* **EXERCISE MATERIALS**:
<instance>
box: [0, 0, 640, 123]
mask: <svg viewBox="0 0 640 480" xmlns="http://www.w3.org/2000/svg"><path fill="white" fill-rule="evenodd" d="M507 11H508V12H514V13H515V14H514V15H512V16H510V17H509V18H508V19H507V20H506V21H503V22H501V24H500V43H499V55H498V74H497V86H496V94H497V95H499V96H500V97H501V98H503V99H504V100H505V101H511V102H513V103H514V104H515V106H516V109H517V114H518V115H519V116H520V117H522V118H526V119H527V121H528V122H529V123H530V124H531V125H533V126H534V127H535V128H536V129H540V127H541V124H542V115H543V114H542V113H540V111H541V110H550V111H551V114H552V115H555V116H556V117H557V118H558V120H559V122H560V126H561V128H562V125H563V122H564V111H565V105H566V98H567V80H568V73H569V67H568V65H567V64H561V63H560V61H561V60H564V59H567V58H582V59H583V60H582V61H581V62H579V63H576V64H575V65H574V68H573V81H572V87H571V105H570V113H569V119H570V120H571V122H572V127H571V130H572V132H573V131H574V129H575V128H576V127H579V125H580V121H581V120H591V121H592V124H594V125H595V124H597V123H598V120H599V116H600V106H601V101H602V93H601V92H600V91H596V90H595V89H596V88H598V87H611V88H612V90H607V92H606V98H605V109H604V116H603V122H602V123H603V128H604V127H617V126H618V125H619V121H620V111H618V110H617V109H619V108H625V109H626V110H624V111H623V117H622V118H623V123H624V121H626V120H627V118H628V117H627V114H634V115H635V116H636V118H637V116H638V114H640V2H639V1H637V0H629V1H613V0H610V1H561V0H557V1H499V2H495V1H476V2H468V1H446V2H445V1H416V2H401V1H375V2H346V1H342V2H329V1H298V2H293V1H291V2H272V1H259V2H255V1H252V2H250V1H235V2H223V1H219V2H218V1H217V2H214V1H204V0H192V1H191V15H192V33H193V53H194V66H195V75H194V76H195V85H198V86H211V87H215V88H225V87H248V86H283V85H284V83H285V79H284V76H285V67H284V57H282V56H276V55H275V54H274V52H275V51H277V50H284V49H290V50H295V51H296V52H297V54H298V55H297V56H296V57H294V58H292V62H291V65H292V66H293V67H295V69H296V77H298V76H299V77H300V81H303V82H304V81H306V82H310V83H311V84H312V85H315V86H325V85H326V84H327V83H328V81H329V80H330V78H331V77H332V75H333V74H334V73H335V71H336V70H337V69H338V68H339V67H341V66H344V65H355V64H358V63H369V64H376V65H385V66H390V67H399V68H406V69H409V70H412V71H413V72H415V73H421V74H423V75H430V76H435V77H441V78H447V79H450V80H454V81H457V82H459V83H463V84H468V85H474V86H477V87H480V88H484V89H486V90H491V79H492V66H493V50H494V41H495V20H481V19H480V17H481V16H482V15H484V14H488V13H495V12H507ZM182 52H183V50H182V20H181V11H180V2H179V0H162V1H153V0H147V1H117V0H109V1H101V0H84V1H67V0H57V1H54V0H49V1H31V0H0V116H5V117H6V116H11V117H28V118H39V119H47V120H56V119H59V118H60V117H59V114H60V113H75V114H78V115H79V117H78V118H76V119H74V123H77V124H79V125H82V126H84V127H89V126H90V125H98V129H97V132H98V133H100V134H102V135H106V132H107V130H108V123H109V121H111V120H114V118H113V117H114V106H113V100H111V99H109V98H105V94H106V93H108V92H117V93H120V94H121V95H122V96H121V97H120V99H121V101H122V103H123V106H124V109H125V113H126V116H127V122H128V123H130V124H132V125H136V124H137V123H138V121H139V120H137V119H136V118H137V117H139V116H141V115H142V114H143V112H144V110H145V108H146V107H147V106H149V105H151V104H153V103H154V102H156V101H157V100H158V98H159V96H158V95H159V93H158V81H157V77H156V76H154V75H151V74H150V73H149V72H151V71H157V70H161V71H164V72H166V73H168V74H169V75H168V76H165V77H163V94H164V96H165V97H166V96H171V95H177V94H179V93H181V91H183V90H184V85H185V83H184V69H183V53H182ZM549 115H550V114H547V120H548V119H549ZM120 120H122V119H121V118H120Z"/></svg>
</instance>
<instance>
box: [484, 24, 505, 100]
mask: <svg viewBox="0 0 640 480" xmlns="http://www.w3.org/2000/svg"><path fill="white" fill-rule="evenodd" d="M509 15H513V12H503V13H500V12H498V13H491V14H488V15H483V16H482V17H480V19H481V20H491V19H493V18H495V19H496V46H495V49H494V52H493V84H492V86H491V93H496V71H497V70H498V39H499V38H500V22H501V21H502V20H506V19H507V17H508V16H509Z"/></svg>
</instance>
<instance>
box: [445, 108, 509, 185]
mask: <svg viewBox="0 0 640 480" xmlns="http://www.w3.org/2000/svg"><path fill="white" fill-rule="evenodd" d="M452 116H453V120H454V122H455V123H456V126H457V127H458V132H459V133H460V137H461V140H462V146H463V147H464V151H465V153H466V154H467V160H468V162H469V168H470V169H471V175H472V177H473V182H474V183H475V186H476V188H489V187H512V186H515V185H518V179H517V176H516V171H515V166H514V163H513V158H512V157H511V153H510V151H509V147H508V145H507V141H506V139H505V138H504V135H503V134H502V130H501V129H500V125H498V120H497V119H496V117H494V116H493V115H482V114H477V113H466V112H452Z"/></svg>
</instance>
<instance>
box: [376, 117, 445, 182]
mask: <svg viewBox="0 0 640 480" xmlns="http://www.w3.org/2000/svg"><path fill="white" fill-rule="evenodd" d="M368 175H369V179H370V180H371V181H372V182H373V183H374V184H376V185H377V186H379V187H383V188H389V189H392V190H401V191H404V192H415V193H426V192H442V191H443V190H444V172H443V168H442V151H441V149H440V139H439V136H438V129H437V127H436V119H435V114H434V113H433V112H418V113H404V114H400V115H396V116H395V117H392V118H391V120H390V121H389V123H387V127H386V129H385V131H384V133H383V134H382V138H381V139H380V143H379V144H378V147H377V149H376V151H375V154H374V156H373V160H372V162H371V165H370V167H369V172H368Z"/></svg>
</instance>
--
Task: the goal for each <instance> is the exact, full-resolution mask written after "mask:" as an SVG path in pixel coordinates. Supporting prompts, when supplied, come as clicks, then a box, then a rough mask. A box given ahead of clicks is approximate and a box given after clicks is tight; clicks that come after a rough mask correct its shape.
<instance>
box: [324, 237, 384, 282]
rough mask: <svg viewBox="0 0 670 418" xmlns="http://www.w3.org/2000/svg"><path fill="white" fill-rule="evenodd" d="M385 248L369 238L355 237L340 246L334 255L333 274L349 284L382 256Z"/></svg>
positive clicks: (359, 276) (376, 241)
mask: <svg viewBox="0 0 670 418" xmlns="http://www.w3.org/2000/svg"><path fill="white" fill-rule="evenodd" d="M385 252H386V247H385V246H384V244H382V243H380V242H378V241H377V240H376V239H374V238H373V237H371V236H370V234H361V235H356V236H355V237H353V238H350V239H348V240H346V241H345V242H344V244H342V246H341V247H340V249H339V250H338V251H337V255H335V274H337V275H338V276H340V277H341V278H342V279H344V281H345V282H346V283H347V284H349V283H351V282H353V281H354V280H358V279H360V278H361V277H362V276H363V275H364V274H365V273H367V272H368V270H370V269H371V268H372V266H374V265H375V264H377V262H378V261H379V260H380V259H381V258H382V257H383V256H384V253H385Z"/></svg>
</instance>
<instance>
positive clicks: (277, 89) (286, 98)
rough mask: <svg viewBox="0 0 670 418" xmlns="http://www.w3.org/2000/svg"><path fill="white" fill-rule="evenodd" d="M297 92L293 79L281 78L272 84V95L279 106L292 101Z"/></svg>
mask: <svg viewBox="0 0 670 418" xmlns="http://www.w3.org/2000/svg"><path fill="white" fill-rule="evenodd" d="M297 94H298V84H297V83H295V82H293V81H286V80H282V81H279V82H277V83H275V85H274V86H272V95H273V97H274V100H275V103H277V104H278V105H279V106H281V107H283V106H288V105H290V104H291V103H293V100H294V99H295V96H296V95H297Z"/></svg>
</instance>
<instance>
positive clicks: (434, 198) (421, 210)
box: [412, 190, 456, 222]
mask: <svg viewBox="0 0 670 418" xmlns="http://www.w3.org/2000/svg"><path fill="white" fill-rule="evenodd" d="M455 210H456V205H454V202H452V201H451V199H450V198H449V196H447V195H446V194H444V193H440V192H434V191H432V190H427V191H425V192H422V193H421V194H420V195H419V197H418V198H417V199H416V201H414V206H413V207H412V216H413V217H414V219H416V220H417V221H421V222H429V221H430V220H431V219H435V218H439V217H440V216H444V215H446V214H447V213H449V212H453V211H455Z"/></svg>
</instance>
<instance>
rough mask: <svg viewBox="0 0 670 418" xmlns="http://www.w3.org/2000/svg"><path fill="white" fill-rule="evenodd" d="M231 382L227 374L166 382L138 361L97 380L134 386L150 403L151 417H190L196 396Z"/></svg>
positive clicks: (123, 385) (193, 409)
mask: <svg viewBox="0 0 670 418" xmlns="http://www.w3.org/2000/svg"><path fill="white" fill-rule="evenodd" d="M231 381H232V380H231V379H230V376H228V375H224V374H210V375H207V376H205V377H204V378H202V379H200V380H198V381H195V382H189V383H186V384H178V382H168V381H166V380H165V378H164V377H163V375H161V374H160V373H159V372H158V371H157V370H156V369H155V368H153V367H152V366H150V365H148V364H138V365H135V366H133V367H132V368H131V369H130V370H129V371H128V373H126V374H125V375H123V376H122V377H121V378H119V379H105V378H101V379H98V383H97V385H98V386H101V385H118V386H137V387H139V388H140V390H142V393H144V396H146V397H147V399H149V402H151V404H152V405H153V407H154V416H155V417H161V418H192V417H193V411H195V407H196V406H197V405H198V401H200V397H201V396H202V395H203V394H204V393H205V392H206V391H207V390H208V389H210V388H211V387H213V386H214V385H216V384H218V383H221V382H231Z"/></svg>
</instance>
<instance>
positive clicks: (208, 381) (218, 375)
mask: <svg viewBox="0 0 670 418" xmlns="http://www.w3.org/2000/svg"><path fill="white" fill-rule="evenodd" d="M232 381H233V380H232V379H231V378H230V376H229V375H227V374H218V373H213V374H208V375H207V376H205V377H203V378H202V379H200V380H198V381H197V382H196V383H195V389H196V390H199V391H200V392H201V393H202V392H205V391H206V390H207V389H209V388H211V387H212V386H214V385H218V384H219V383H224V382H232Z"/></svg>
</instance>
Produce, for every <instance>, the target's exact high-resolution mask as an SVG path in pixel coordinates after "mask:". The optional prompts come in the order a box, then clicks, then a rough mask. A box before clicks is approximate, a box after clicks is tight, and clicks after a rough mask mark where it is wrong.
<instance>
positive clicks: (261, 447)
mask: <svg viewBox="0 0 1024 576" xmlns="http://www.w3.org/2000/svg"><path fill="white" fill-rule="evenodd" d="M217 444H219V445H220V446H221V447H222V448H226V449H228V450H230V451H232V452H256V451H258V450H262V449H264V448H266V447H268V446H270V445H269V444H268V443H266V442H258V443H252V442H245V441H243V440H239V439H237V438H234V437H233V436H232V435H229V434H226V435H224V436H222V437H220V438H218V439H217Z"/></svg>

* **TASK TO CARRY OUT**: Copy out every line above that contains the string "positive", matching case exactly.

* **SOLUTION TO THE EXERCISE**:
positive clicks: (359, 276) (376, 241)
positive clicks: (277, 89) (286, 98)
positive clicks: (434, 198) (421, 210)
positive clicks: (123, 385) (193, 409)
positive clicks: (208, 381) (218, 375)
positive clicks: (261, 447)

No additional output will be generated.